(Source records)
· · ·

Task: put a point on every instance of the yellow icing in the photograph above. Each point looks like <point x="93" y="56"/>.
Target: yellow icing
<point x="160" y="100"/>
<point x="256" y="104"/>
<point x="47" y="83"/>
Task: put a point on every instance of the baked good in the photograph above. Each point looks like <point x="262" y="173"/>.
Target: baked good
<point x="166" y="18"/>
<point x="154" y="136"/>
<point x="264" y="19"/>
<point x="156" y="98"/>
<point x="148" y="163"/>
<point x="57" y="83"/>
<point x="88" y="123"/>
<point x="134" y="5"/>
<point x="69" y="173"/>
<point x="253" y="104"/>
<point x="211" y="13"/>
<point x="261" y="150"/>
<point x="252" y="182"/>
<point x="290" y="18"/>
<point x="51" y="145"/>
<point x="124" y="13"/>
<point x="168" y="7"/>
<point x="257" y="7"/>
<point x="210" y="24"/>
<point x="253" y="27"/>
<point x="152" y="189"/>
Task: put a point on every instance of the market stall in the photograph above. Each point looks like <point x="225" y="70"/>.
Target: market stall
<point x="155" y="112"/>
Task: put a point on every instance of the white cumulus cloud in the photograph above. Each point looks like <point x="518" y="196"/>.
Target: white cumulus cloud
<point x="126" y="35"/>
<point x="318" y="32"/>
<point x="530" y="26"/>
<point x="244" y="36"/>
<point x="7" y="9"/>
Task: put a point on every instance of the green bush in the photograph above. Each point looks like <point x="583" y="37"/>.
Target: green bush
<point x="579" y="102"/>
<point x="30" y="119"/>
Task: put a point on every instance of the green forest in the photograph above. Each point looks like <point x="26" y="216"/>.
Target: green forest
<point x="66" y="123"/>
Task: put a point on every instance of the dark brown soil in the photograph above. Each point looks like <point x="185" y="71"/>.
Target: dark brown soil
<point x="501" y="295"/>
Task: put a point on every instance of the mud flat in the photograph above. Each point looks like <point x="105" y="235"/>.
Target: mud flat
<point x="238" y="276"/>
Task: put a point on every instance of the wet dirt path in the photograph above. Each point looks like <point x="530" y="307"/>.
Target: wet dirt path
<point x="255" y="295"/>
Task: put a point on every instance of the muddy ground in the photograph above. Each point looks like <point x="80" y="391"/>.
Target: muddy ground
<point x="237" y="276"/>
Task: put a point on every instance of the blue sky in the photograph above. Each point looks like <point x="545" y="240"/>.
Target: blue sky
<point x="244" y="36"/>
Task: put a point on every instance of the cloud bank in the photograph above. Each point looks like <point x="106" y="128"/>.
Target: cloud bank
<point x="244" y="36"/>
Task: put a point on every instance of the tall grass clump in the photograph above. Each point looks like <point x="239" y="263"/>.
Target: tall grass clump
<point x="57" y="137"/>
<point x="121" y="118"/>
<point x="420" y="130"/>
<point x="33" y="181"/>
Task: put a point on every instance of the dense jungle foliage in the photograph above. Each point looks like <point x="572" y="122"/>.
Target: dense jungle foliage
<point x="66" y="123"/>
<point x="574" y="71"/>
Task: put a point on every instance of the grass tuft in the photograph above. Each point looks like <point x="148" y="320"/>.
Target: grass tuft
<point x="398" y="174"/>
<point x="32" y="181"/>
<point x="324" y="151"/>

· · ·

What you have to do.
The lines to retype run from the start of the entries through the line containing "Task: put a point on every instance of the white"; reproduce them exactly and add nothing.

Output below.
Task: put a point on every instance of the yellow icing in the photograph above. Each point looks like <point x="93" y="56"/>.
Target: yellow icing
<point x="160" y="100"/>
<point x="256" y="104"/>
<point x="47" y="83"/>
Task: put a point on every instance of the baked good in the photograph above. Each point looks like <point x="262" y="173"/>.
Target: baked good
<point x="166" y="18"/>
<point x="154" y="136"/>
<point x="264" y="19"/>
<point x="156" y="98"/>
<point x="148" y="163"/>
<point x="57" y="83"/>
<point x="88" y="123"/>
<point x="134" y="5"/>
<point x="69" y="173"/>
<point x="253" y="104"/>
<point x="211" y="13"/>
<point x="261" y="150"/>
<point x="252" y="182"/>
<point x="290" y="18"/>
<point x="51" y="145"/>
<point x="124" y="13"/>
<point x="168" y="7"/>
<point x="257" y="7"/>
<point x="210" y="24"/>
<point x="253" y="27"/>
<point x="152" y="189"/>
Task: put a point on every instance of the market stall in the photograph above. Each point looks like <point x="225" y="70"/>.
Target: market stall
<point x="155" y="112"/>
Task: put a point on every instance of the white cumulus cloud in the photograph above. Each point looks like <point x="518" y="196"/>.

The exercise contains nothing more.